Start of Extract

I have been a huge Opera fan since its early incarnations (even paid for it
when it wasn't free). Also participate in beta testing, etc. But the release
of 10.x left sour taste in my mouth as it was buggy too often for me.
Suffering from countless "last few elements loading" issues, broken web sites
and most important a beatdown in js and page-loading tests I have done (and
seen elsewhere) from the more agile upstarts of Chrome and Firefox releases as
they tried to one up each other. Even IE8 tested faster at times for me in
loading pages I frequented.

But ever since they released the "teaser" of this new Opera right before Xmas
2009 I have been stoked and actively following its development and testing
just about every new snapshot/beta they put out.

I've tried other browsers with extensions and such but none of them seem to
feel as complete and as integrated as Opera. Hence why I still use it despite
my ventures into Chrome/FF and even Safari (chrome is really nice as well and
would be my default had Opera not gotten the hint).

Anyway, I am enthusiastically downloading the 10.5 release right now. A very
large thanks to all the Opera developers for their efforts into this amazing
release in short time. Everyone should try it.

End of Extract
Start of Information supplied

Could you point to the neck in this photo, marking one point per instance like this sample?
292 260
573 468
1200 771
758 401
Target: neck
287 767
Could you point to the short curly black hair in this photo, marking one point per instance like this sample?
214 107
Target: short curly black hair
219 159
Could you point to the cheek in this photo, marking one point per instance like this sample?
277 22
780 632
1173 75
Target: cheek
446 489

End of Information supplied

### [Task list]
**a)** Name every web browser other than Opera that the Opera post mentions.
**b)** Return the stretch of the Opera post from "I've tried other" through "should try it.".
**c)** Take the Opera post further from the point where it ends.

### [Exercise answers]
**a)** Chrome, Firefox, IE8, Safari

**b)**
I've tried other browsers with extensions and such but none of them seem to
feel as complete and as integrated as Opera. Hence why I still use it despite
my ventures into Chrome/FF and even Safari (chrome is really nice as well and
would be my default had Opera not gotten the hint).

Anyway, I am enthusiastically downloading the 10.5 release right now. A very
large thanks to all the Opera developers for their efforts into this amazing
release in short time. Everyone should try it.

**c)**
------
Groxx
Hah, a chart with 1.0 = IE7. I like that basis.

On a side-note, I've noticed that Chrome has serious trouble opening a lot of
tabs at once. While the UI stays responsive, it commonly takes almost twice as
long to load ~40 pages as Safari, and I've yet to see Opera or Firefox get
even close to that (though I haven't tried it for a while, the UI annoyed me
too much).

------
Avshalom
On the default skin if you select show tab bar when needed the entire freaking
top disappears, the window controls and the big red menu button. and it can't
be dragged around. It's not a big deal but how did they not notice that in
beta.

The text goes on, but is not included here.